** Selected excerpt follows **

How to Pick the Right Diet
Looking for a tasty, yet healthy diet to keep blood sugar levels in check and get leaner in the process? Getting a leaner and healthier body can be extremely beneficial, especially if we have trouble managing our blood sugar levels.
Besides, a good diet can reduce the risk of heart disease, high blood pressure, and it can help manage blood glucose. But, whatever food we decide to pick, it is important to never go for the quick fix.
Instead, we should choose something that is rich in nutrients and can be beneficial in the long run. This is how we can achieve just that.
These tips can help pick the right diet.
Tips to Pick the Right Diet
There are countless diets out there that promise to have potent health benefits. Here are the most common diets out there that many people are advised to take.
Aside from picking the right diet, here are some tips that can also be beneficial for monitoring blood sugar levels.
- Paying attention to the portion size ( it is important to pay attention to the number of carbohydrates and calories we consume to keep the glucose in check ).
- Picking the right choices for a healthy meal (fill the plate with a quarter of protein, half vegetables, and a quarter of carbohydrates ).
Of course, there are countless diets out there that can help with weight-loss. But, they are not all beneficial for those with diabetes. That is why we will only focus on foods that are good for blood sugar levels.
Best Diets for Those with Diabetes
Here are the best and healthiest diets we can pick for managing our blood sugar levels.
1. Mediterranean Diet
This diet is based on eating plenty of vegetables, healthy fats, nuts, and reduced meat intake. Instead of red meat, this diet recommends we get the necessary amount of calories from grains, then vegetables, fruits, beans, and dairy.
If we want to consume more fats, a Mediterranean diet suggests we eat olive oil and avocados every day. Also, we can eat eggs, sweets, fish, and poultry a few times every weak. But, red meat is allowed only a few times each month.
2. DASH Diet
This diet is meant to reduce blood pressure. But, it can do more than that. The famous DASH diet, also known as Dietary Approaches to Stop Hypertension is a well-planned diet filled with nutrients. It is rich in grains, vegetables, and fruits.
What is most important is that DASH is low in fat, sodium, and sugar. For example, in one 2,000 calorie Dash plan, we can eat:
- 4 or 5 servings of veggies
- 6-8 servings of whole grains
- 4 or 5 servings of fruits
- 2 or 3 servings of dairy
- 6 or less servings of meats
Feel free to implement about 4 portions of seeds, nuts, and legumes. As we can see, this diet is truly filling.
3. A Plant-Based Diet
This diet is best suited for vegans and vegetarians since it dramatically limits the intake of meats. A vegetarian diet cuts the intake of meats, but allows dairy foods, while a vegan diet limits both dairy and meat.

** End of Selected excerpt **
** Available data follows **

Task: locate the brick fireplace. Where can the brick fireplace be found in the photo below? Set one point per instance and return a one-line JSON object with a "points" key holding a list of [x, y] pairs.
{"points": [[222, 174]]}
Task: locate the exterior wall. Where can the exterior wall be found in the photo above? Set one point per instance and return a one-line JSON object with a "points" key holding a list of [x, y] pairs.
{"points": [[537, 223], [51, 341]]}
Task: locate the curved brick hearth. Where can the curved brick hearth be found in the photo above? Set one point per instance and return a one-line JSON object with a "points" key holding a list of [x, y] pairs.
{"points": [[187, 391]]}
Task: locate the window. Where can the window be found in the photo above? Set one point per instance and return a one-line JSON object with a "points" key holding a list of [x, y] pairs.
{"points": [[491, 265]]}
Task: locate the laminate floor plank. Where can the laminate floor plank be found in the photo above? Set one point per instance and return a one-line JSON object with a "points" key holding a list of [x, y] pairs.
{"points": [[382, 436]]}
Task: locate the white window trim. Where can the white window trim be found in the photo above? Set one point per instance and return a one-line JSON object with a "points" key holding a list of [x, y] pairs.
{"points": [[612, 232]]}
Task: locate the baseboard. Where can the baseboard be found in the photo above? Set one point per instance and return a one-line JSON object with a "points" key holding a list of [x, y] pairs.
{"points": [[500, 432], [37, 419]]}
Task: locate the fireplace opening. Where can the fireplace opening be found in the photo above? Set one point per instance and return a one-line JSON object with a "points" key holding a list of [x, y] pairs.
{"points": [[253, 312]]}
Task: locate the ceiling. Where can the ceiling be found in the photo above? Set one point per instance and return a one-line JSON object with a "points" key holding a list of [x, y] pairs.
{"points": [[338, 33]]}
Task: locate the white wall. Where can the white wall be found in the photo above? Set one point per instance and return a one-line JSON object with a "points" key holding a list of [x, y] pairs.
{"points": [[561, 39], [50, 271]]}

** End of Available data **

Problem 1 »
In the diet article, how often does the Mediterranean diet allow red meat?
Problem 2 »
Go on with the article on picking the right diet, starting after its final sentence.

Exercise output 1 »
Only a few times each month.

Exercise output 2 »
A plant-based diet is rich in nutrients that can boost overall health. Eating plenty of veggies and fruits can boost our digestion and immune system.
Worst Diets for Those with Diabetes
Here are the worst type of diets for these people.
1. Diet Pills or Cleanses
All those ‘’too good to be true’’ diet pills, prescription drugs, and cleanses can have a huge impact on our overall health. These supplements are NOT approved by the FDA, which makes them highly dangerous if we have high blood sugar levels.
Some of these products may cause more harm than good since they contain plenty of ingredients that will interact with our medications.
2. No or Low-Carb Diets
We should stay away from diets that recommend we avoid all sources of carbohydrates and encourage us to eat more processed and red meat. Also, foods that are high in fat and proteins can be harmful to health.
These diets may help us become fitter but can affect our health in the long run. Also, if we use insulin without an adequate amount of carbohydrates, we may increase the risk of low blood sugar levels.
Plus, diets that are rich in protein can increase our risk of kidney and heart disease. If we want to follow such a diet, we recommend consulting with a certified nutritionist or a doctor first. Our body may allow it, but it may interact with our medications.
Fasting can be good for someone with type 2 diabetes, but not for those with type 1. Extreme calorie reduction for a long time can cause low blood sugar levels. If we are not taking any medications, it is crucial that we focus on consistent eating patterns.
Otherwise, we may lose weight, but, our blood sugar levels might fluctuate. Fasting should only be done under the watchful eye of our doctor. If we fast inappropriately, we might reduce our muscle mass and increase the risk of low blood sugar levels.